Nothing but the lines from the one containing "Where can the large" to the end of the data should be returned, each exactly as written.

**** Dataset entries

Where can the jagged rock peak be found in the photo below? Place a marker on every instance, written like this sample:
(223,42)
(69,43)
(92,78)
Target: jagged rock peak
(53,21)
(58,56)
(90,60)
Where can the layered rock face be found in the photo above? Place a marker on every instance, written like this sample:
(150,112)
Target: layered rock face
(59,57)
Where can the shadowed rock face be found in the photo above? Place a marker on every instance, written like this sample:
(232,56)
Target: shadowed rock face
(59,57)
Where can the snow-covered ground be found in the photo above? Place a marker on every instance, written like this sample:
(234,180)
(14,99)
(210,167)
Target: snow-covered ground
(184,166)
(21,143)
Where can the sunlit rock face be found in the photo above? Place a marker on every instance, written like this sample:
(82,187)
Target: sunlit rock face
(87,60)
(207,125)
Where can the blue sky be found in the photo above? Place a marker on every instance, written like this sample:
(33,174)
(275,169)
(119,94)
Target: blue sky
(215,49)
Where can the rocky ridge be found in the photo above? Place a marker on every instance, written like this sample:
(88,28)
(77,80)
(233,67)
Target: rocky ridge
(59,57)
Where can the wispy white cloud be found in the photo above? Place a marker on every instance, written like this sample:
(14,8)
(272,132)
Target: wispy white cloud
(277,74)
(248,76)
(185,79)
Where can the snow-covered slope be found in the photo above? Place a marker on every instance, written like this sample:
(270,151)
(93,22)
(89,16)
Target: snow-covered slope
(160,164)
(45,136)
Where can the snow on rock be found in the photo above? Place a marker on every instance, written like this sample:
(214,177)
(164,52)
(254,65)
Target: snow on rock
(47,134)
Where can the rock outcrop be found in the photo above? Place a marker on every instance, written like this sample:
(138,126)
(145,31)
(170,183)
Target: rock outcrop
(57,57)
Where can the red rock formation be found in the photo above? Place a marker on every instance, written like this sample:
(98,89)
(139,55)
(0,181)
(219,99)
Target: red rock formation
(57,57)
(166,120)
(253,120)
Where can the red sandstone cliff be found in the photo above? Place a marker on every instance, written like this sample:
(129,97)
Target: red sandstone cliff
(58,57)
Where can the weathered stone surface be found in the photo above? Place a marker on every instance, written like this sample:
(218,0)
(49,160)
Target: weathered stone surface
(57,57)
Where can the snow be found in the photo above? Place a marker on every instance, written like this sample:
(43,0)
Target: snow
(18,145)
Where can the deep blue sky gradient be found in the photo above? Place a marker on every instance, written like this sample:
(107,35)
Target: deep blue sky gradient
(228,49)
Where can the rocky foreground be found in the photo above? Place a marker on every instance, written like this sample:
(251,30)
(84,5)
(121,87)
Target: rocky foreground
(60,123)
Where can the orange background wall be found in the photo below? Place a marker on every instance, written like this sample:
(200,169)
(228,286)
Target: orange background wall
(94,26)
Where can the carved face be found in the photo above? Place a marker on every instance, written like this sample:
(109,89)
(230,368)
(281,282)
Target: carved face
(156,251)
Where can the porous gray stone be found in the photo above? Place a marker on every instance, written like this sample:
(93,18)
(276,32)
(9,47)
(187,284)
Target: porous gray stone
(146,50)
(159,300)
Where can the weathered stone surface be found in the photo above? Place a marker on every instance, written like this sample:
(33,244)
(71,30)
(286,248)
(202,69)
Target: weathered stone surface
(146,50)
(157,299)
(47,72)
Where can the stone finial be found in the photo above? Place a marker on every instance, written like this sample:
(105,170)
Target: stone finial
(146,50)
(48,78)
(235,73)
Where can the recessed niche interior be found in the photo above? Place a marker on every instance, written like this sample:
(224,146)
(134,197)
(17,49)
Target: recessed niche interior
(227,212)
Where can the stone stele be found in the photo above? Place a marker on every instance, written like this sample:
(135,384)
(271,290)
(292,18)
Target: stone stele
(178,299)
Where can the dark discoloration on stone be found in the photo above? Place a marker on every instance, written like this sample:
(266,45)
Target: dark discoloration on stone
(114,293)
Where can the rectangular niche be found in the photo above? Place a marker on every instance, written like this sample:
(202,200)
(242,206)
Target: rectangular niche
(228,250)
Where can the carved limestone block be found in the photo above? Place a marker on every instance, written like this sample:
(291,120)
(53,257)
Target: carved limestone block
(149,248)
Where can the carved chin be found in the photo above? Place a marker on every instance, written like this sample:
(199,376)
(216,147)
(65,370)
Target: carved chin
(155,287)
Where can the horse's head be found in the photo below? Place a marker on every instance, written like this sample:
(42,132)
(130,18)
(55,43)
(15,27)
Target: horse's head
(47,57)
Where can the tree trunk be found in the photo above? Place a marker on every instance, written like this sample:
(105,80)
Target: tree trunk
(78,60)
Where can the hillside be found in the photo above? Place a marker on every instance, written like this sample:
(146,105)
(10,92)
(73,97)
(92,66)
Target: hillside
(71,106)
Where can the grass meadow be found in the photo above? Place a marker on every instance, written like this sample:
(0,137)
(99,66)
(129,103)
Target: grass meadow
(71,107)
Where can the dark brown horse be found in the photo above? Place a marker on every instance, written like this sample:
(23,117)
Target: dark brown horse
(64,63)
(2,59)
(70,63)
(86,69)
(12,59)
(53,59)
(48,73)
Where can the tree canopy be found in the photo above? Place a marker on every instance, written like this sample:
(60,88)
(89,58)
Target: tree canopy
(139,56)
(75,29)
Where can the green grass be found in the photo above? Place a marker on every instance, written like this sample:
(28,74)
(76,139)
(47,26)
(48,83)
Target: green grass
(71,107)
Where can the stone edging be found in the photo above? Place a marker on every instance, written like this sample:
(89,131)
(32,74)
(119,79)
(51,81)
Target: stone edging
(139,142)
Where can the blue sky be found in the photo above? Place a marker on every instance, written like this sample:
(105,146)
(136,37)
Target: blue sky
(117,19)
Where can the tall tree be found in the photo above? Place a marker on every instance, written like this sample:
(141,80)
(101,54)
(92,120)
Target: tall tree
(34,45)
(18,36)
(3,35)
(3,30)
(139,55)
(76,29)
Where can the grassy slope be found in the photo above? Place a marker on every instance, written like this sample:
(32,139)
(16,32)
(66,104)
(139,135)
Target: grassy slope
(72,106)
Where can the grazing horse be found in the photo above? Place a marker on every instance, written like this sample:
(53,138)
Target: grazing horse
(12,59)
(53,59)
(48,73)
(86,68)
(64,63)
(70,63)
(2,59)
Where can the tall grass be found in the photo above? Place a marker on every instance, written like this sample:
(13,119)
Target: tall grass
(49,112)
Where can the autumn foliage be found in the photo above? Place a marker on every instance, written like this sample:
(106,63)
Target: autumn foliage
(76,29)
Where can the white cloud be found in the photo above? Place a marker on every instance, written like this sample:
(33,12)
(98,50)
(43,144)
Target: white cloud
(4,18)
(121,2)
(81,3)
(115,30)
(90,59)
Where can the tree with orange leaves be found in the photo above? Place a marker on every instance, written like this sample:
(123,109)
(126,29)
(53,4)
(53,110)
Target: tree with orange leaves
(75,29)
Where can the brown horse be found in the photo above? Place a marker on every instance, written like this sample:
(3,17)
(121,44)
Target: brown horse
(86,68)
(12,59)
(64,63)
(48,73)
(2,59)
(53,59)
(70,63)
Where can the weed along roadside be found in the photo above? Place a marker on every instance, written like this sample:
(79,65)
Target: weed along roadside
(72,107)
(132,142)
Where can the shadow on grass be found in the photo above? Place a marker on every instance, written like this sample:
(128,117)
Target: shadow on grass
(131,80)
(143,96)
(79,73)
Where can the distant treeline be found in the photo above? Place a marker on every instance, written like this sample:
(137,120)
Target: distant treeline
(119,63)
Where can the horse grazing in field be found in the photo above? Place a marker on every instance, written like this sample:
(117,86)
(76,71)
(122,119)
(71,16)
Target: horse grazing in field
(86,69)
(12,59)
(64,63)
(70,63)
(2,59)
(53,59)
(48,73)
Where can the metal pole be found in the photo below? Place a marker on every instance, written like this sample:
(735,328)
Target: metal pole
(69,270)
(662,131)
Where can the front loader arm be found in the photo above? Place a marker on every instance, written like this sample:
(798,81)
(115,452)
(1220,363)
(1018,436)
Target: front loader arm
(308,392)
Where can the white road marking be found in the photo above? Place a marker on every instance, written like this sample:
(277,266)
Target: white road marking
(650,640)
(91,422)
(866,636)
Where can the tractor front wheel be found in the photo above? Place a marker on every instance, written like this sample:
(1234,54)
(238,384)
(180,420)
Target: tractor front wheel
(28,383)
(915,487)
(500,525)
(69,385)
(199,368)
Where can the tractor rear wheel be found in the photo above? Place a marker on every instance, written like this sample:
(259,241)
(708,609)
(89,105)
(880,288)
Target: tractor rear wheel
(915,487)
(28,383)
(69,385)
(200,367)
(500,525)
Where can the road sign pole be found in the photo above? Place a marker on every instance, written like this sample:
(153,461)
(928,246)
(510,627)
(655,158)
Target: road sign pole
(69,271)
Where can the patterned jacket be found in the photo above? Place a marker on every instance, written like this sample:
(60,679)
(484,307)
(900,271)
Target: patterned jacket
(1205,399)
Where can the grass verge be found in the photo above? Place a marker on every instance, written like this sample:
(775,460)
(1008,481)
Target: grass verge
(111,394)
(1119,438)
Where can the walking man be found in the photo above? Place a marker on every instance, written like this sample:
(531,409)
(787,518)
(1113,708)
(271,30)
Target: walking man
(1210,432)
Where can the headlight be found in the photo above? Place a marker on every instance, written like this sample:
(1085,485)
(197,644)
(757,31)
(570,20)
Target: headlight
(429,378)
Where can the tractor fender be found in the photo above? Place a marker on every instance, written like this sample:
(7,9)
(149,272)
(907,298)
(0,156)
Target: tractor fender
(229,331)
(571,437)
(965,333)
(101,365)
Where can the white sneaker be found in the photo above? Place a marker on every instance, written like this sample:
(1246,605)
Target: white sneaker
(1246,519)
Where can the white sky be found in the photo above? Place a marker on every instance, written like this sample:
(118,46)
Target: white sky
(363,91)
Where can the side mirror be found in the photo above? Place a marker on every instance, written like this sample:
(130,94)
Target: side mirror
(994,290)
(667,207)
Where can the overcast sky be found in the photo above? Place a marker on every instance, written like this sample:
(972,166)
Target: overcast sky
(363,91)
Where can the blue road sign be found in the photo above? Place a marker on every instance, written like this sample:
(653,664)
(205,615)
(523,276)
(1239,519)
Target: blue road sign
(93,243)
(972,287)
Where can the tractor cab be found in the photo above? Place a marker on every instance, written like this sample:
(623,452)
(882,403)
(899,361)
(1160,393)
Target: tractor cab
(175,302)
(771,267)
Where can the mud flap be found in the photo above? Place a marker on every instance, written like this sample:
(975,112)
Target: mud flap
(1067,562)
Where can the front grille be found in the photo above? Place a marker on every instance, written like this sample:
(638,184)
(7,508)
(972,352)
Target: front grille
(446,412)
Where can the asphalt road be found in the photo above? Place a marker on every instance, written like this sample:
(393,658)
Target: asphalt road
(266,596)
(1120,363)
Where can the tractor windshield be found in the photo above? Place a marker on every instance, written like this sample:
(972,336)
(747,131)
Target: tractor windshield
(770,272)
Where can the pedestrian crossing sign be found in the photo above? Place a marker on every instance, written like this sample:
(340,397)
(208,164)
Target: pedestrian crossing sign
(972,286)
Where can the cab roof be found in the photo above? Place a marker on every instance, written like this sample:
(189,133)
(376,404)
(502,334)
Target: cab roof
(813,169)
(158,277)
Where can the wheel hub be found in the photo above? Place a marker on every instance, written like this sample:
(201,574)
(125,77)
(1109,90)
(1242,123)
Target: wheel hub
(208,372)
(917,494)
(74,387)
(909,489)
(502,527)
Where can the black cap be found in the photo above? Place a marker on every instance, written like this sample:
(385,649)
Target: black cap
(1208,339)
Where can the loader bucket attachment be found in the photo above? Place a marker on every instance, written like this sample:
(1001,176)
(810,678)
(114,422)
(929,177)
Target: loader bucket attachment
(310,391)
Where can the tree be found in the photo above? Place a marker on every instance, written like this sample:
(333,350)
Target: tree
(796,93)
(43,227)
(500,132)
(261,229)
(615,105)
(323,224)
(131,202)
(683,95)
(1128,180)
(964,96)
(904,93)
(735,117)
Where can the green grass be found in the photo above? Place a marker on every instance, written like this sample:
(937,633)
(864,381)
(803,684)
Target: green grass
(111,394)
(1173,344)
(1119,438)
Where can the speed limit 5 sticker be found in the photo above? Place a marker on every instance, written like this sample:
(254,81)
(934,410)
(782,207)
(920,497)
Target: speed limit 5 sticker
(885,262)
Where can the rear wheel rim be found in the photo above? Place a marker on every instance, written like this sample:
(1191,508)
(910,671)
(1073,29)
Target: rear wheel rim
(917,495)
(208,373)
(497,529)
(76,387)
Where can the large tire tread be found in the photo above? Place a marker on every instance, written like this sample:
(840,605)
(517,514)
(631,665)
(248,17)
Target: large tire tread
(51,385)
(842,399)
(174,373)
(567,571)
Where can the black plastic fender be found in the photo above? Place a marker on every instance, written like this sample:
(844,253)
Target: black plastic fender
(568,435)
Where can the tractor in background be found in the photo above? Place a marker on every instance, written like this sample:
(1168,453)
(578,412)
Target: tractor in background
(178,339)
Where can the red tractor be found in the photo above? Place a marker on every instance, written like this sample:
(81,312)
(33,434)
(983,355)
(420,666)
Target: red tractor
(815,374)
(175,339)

********

__Answer to the task__
Where can the large tire tread be found in the photo above? Place a marker on every instance, written like this sample:
(840,605)
(517,514)
(631,665)
(248,17)
Target: large tire tread
(51,385)
(842,399)
(174,373)
(567,571)
Where can the black plastic fender be found in the photo above? Place a marker on every instance, written like this sample:
(844,253)
Target: black plastic fender
(568,435)
Where can the tractor in background be found in the photo above? Place a marker on every instance, written like this sample:
(1168,453)
(578,412)
Target: tractor in background
(178,339)
Where can the red tractor be found in the photo above? Place a marker on every instance, written like this sample:
(81,312)
(33,434)
(983,355)
(420,666)
Target: red tractor
(815,374)
(175,339)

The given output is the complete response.